▸ Exercise: The answer must repeat each line of the material exactly.

▸ Data for this exercise:
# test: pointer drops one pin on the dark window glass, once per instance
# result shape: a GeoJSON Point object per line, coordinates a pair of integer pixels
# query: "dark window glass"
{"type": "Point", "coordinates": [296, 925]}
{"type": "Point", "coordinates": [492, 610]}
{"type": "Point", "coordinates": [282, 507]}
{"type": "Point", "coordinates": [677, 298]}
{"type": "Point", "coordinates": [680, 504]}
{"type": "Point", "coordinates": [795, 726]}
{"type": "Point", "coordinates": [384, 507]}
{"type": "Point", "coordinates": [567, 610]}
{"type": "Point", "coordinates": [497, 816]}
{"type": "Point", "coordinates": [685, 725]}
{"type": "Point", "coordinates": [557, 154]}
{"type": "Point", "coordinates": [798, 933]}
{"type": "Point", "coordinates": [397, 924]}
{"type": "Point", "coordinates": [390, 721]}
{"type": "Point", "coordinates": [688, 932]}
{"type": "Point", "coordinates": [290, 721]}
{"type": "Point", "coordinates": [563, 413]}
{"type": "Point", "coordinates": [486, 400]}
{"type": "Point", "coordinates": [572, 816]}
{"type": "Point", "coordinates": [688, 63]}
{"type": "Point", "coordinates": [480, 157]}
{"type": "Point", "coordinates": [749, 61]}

▸ Final answer:
# test: pointer drops one pin on the dark window glass, once per instance
# result shape: a GeoJSON Point object per line, coordinates a pair of integer pixels
# query: "dark window glass"
{"type": "Point", "coordinates": [296, 925]}
{"type": "Point", "coordinates": [492, 610]}
{"type": "Point", "coordinates": [282, 507]}
{"type": "Point", "coordinates": [677, 298]}
{"type": "Point", "coordinates": [680, 504]}
{"type": "Point", "coordinates": [795, 726]}
{"type": "Point", "coordinates": [384, 507]}
{"type": "Point", "coordinates": [567, 610]}
{"type": "Point", "coordinates": [497, 816]}
{"type": "Point", "coordinates": [685, 725]}
{"type": "Point", "coordinates": [557, 154]}
{"type": "Point", "coordinates": [798, 933]}
{"type": "Point", "coordinates": [397, 924]}
{"type": "Point", "coordinates": [390, 721]}
{"type": "Point", "coordinates": [688, 932]}
{"type": "Point", "coordinates": [290, 721]}
{"type": "Point", "coordinates": [563, 413]}
{"type": "Point", "coordinates": [486, 400]}
{"type": "Point", "coordinates": [572, 816]}
{"type": "Point", "coordinates": [688, 63]}
{"type": "Point", "coordinates": [480, 157]}
{"type": "Point", "coordinates": [749, 61]}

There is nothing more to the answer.